Exercise tasks>
1. List the factors that the Conclusion of the investment note gives as the basis for its recommendation.
2. Rewrite everything in the investment note from "Investment Rationale –" down to "the overbought scenario.", switching "JCI" to "Johnson Controls".

(Source document)

Investment Rationale – EXPENSIVE at USD 72.34

  • On 30 July 2021, JCI released Q3 FY21 results and reported
    • 19% year-on-year increase in sales with the 18% growth in organic orders against Q3 FY20.
    • The adjusted earnings per share (EPS) stood at US$0.83, reflecting a 24% year-on-year growth.
    • The FY21 EPS guidance is likely to be in the range of US$2.64 to US$2.66, reflecting year-on-year growth of 18% to 19%.
  • The stock price has retested its 52-week high in the last week, while there are significant macroeconomic headwinds related to supply constraints and raw-material price inflation.
  • From a technical standpoint, the current market price is hovering close to the upper Bollinger Band, while 14-day RSI (~61.19) is reiterating the overbought scenario.
  • In the past five quarterly results, JCI reported lower return on equity than the industry median of 6.4%.

One Year Share Price Chart

 (Data Source: Refinitiv, Analysis by Kalkine Group)

Conclusion

Based on the global supply chain disruptions, bearish price momentum, inflation and regional COVID resurgences, we have given an “EXPENSIVE” recommendation on Johnson Controls International PLC at the closing market price of USD 72.34 (as of 10 August 2021), while we look forward to reviewing how the Company will navigate through ongoing Covid-19 pandemic induced challenges.

(End Source document)
(Entries supplied)

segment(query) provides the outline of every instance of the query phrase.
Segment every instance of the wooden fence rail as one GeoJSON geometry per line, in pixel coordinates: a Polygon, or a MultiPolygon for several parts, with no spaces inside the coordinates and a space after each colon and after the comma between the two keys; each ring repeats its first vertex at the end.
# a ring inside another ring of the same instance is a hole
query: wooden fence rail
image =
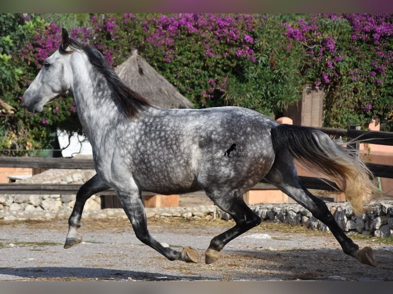
{"type": "MultiPolygon", "coordinates": [[[[322,128],[320,130],[328,135],[347,137],[348,140],[356,139],[367,143],[393,145],[393,132],[362,131],[356,130],[337,129],[322,128]]],[[[375,177],[393,178],[393,166],[375,163],[367,163],[375,177]]],[[[49,158],[49,157],[11,157],[0,156],[0,167],[31,167],[33,169],[94,169],[91,158],[49,158]]],[[[337,186],[332,182],[323,179],[309,177],[300,177],[303,184],[307,188],[334,191],[337,186]]],[[[266,183],[258,184],[252,189],[271,189],[272,185],[266,183]]],[[[11,183],[0,184],[1,194],[75,194],[78,184],[22,184],[11,183]]],[[[113,195],[112,189],[100,192],[100,195],[113,195]]],[[[144,195],[152,195],[144,193],[144,195]]]]}

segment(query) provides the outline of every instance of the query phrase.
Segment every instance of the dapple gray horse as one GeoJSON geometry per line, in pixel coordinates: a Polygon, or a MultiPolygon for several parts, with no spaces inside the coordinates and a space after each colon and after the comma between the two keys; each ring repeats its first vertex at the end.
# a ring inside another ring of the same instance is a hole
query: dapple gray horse
{"type": "Polygon", "coordinates": [[[201,255],[192,247],[178,251],[151,237],[141,192],[167,195],[203,189],[235,222],[211,240],[205,253],[205,262],[210,263],[228,242],[261,222],[242,196],[264,178],[325,224],[344,253],[375,265],[371,248],[360,250],[297,175],[294,159],[333,180],[354,211],[361,213],[362,199],[373,190],[369,172],[324,133],[279,124],[239,107],[162,109],[124,85],[98,50],[63,29],[59,49],[46,60],[23,98],[29,111],[41,112],[65,93],[74,98],[97,173],[77,195],[65,248],[82,240],[77,229],[87,198],[111,187],[142,242],[170,260],[199,262],[201,255]],[[230,156],[223,156],[234,146],[230,156]]]}

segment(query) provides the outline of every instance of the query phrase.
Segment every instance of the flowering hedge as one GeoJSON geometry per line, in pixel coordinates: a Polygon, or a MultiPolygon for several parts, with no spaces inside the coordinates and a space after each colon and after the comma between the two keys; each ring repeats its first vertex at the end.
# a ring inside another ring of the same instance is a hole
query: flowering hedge
{"type": "MultiPolygon", "coordinates": [[[[136,48],[196,107],[238,105],[279,116],[311,82],[325,91],[325,125],[376,118],[393,127],[391,14],[125,14],[100,23],[91,15],[88,26],[67,29],[113,68],[136,48]]],[[[2,28],[0,95],[18,112],[2,119],[0,148],[50,148],[56,129],[82,132],[71,98],[34,116],[21,99],[57,49],[60,24],[8,14],[0,15],[2,28]]]]}
{"type": "Polygon", "coordinates": [[[286,34],[307,54],[303,76],[326,91],[325,124],[345,128],[375,118],[391,129],[393,15],[306,16],[286,24],[286,34]]]}

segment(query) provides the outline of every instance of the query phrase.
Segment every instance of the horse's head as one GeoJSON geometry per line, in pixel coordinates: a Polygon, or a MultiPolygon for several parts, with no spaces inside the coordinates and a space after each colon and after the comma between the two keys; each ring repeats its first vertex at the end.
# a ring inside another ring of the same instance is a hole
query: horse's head
{"type": "Polygon", "coordinates": [[[72,78],[69,51],[70,38],[64,29],[60,49],[44,62],[44,66],[23,94],[29,111],[40,112],[45,105],[71,89],[72,78]]]}

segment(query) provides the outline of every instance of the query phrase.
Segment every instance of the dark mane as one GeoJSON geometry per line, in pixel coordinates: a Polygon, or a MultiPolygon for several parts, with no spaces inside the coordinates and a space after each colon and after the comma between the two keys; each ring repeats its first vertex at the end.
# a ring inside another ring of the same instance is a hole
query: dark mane
{"type": "MultiPolygon", "coordinates": [[[[104,55],[90,45],[83,45],[76,40],[69,38],[69,47],[80,50],[87,55],[89,60],[99,72],[104,75],[112,86],[115,98],[120,103],[126,115],[130,118],[137,117],[139,113],[151,106],[148,100],[139,93],[132,90],[119,77],[106,61],[104,55]]],[[[66,51],[60,46],[59,51],[62,54],[69,54],[72,51],[66,51]]]]}

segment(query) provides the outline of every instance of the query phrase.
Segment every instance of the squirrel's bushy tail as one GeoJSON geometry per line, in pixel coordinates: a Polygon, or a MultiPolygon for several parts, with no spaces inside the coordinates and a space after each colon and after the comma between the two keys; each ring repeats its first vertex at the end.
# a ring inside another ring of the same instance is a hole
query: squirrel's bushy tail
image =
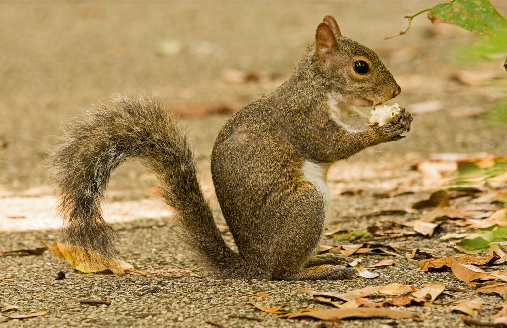
{"type": "Polygon", "coordinates": [[[182,240],[192,250],[226,271],[240,262],[202,195],[186,136],[158,98],[137,95],[118,96],[88,111],[84,120],[70,124],[53,157],[65,243],[118,257],[118,236],[102,217],[100,203],[113,170],[134,158],[157,174],[162,197],[175,210],[182,240]]]}

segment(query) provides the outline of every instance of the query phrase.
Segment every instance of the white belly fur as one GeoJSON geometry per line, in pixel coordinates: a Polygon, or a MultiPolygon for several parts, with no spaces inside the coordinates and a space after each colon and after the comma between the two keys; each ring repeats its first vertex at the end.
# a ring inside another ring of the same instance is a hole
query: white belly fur
{"type": "Polygon", "coordinates": [[[328,171],[331,166],[330,163],[314,163],[305,161],[301,167],[303,180],[307,181],[317,190],[324,200],[325,211],[325,226],[328,225],[328,212],[329,207],[329,189],[328,188],[328,171]]]}

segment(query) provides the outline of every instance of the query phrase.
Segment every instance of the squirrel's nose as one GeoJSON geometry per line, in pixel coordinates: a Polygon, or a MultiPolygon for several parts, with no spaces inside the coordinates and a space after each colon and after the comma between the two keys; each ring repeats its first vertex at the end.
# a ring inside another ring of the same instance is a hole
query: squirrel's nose
{"type": "Polygon", "coordinates": [[[400,93],[402,92],[402,88],[400,87],[397,84],[396,85],[396,89],[394,89],[394,92],[392,93],[392,97],[394,98],[396,97],[400,93]]]}

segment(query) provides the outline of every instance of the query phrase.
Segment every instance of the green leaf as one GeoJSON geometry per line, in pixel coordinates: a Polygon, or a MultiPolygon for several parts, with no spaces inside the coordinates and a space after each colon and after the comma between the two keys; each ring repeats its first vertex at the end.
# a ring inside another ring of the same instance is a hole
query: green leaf
{"type": "Polygon", "coordinates": [[[460,26],[486,42],[507,50],[507,20],[489,1],[442,4],[430,9],[428,16],[433,23],[447,23],[460,26]]]}

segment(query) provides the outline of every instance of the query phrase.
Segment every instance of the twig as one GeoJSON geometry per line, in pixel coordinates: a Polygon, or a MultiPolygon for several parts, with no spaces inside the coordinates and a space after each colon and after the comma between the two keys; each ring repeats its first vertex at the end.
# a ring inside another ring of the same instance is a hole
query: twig
{"type": "Polygon", "coordinates": [[[215,322],[212,320],[206,320],[206,322],[207,322],[208,323],[209,323],[210,324],[212,324],[214,326],[216,326],[217,327],[222,327],[222,328],[225,328],[225,327],[224,327],[222,324],[220,324],[218,322],[215,322]]]}
{"type": "Polygon", "coordinates": [[[427,9],[425,9],[424,10],[420,11],[417,14],[413,15],[412,16],[406,16],[405,17],[403,17],[404,18],[408,18],[409,20],[409,27],[407,28],[407,29],[406,29],[404,31],[400,31],[399,32],[394,35],[390,35],[389,37],[386,37],[385,38],[384,38],[384,40],[385,40],[388,39],[390,39],[391,38],[394,38],[394,37],[397,37],[398,35],[401,35],[405,34],[405,33],[407,32],[407,31],[410,29],[410,26],[412,26],[412,21],[413,19],[414,19],[414,17],[415,17],[417,16],[419,16],[419,15],[422,14],[423,13],[425,13],[426,12],[430,10],[430,9],[431,9],[431,8],[428,8],[427,9]]]}
{"type": "Polygon", "coordinates": [[[264,319],[261,319],[260,318],[254,318],[252,317],[247,317],[244,315],[230,315],[229,318],[237,318],[238,319],[246,319],[247,320],[255,320],[256,321],[259,321],[259,322],[262,322],[264,321],[264,319]]]}
{"type": "Polygon", "coordinates": [[[100,300],[80,300],[79,303],[82,304],[105,304],[111,305],[111,301],[100,301],[100,300]]]}
{"type": "Polygon", "coordinates": [[[487,321],[481,321],[474,319],[472,317],[467,317],[464,314],[461,316],[461,320],[463,322],[467,324],[479,326],[480,327],[497,327],[498,328],[503,328],[505,324],[501,322],[494,323],[493,322],[488,322],[487,321]]]}
{"type": "Polygon", "coordinates": [[[449,287],[449,286],[446,286],[445,289],[448,290],[451,290],[451,291],[459,291],[460,293],[466,293],[466,290],[461,288],[456,288],[455,287],[449,287]]]}

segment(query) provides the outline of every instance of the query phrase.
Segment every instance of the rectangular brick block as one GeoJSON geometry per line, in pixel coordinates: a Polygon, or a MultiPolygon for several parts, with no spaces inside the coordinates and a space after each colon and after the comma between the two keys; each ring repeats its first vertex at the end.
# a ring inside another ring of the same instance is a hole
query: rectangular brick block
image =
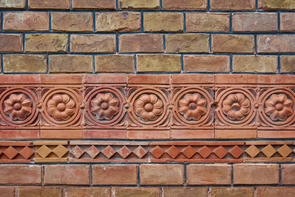
{"type": "Polygon", "coordinates": [[[119,36],[120,53],[157,53],[164,50],[163,35],[123,34],[119,36]]]}
{"type": "Polygon", "coordinates": [[[145,13],[144,29],[149,32],[182,32],[183,15],[181,13],[145,13]]]}
{"type": "Polygon", "coordinates": [[[163,0],[163,8],[170,10],[206,10],[206,0],[163,0]]]}
{"type": "Polygon", "coordinates": [[[1,165],[0,184],[40,184],[41,166],[30,165],[1,165]]]}
{"type": "Polygon", "coordinates": [[[183,69],[186,72],[229,72],[230,56],[184,56],[183,69]]]}
{"type": "Polygon", "coordinates": [[[116,52],[116,35],[71,35],[71,52],[116,52]]]}
{"type": "Polygon", "coordinates": [[[95,56],[96,72],[133,72],[134,56],[105,55],[95,56]]]}
{"type": "Polygon", "coordinates": [[[187,32],[229,32],[230,14],[188,13],[186,14],[187,32]]]}
{"type": "Polygon", "coordinates": [[[237,13],[233,15],[235,32],[270,32],[278,31],[278,16],[274,13],[237,13]]]}
{"type": "Polygon", "coordinates": [[[23,51],[23,35],[0,34],[0,52],[23,51]]]}
{"type": "Polygon", "coordinates": [[[234,184],[279,183],[279,165],[277,164],[236,164],[233,165],[234,184]]]}
{"type": "Polygon", "coordinates": [[[230,185],[232,166],[228,164],[189,165],[188,185],[230,185]]]}
{"type": "Polygon", "coordinates": [[[253,35],[212,35],[212,50],[214,53],[253,53],[253,35]]]}
{"type": "Polygon", "coordinates": [[[48,12],[5,12],[3,29],[5,32],[48,31],[49,13],[48,12]]]}
{"type": "Polygon", "coordinates": [[[45,184],[89,185],[90,168],[86,165],[45,165],[45,184]]]}
{"type": "Polygon", "coordinates": [[[70,9],[71,0],[29,0],[30,9],[70,9]]]}
{"type": "Polygon", "coordinates": [[[295,35],[258,35],[257,52],[259,53],[295,52],[295,35]]]}
{"type": "Polygon", "coordinates": [[[181,57],[170,55],[137,55],[137,71],[180,72],[181,57]]]}
{"type": "Polygon", "coordinates": [[[166,53],[208,53],[209,35],[185,34],[166,35],[166,53]]]}
{"type": "Polygon", "coordinates": [[[182,165],[142,164],[140,166],[142,185],[183,185],[184,183],[182,165]]]}
{"type": "Polygon", "coordinates": [[[93,16],[92,13],[53,12],[51,17],[54,32],[93,31],[93,16]]]}
{"type": "Polygon", "coordinates": [[[96,165],[92,166],[94,185],[137,185],[137,165],[96,165]]]}
{"type": "Polygon", "coordinates": [[[39,34],[26,35],[26,52],[65,53],[67,52],[68,35],[39,34]]]}
{"type": "Polygon", "coordinates": [[[278,72],[277,56],[234,56],[235,72],[278,72]]]}
{"type": "Polygon", "coordinates": [[[3,68],[5,72],[46,72],[46,56],[33,55],[4,55],[3,68]]]}
{"type": "Polygon", "coordinates": [[[73,0],[74,9],[114,9],[115,0],[73,0]]]}
{"type": "Polygon", "coordinates": [[[93,64],[90,56],[49,56],[50,72],[92,72],[93,64]]]}
{"type": "Polygon", "coordinates": [[[96,17],[96,32],[137,32],[141,29],[140,12],[99,12],[96,17]]]}

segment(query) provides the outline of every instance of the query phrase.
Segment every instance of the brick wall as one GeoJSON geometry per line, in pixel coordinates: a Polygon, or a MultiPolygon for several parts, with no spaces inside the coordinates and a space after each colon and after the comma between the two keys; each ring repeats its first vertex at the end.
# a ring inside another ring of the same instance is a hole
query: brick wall
{"type": "Polygon", "coordinates": [[[295,1],[0,14],[0,197],[295,196],[295,1]]]}

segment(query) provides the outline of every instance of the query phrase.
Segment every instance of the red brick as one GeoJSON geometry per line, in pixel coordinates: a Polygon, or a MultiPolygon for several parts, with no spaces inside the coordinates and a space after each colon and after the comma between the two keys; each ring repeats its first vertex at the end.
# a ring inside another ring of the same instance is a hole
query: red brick
{"type": "Polygon", "coordinates": [[[40,184],[41,169],[39,165],[1,165],[0,184],[40,184]]]}
{"type": "Polygon", "coordinates": [[[137,185],[137,165],[92,166],[94,185],[137,185]]]}
{"type": "Polygon", "coordinates": [[[44,184],[89,185],[90,169],[86,165],[45,165],[44,184]]]}
{"type": "Polygon", "coordinates": [[[176,185],[184,182],[182,165],[142,164],[139,167],[142,185],[176,185]]]}
{"type": "Polygon", "coordinates": [[[234,164],[234,184],[267,185],[279,183],[277,164],[234,164]]]}
{"type": "Polygon", "coordinates": [[[188,185],[230,185],[232,166],[228,164],[189,165],[188,185]]]}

(End Entries supplied)

Exercise results>
1.
- Global supply chain disruptions
- Bearish price momentum
- Inflation
- Regional COVID resurgences

2.
Investment Rationale – EXPENSIVE at USD 72.34

  • On 30 July 2021, Johnson Controls released Q3 FY21 results and reported
    • 19% year-on-year increase in sales with the 18% growth in organic orders against Q3 FY20.
    • The adjusted earnings per share (EPS) stood at US$0.83, reflecting a 24% year-on-year growth.
    • The FY21 EPS guidance is likely to be in the range of US$2.64 to US$2.66, reflecting year-on-year growth of 18% to 19%.
  • The stock price has retested its 52-week high in the last week, while there are significant macroeconomic headwinds related to supply constraints and raw-material price inflation.
  • From a technical standpoint, the current market price is hovering close to the upper Bollinger Band, while 14-day RSI (~61.19) is reiterating the overbought scenario.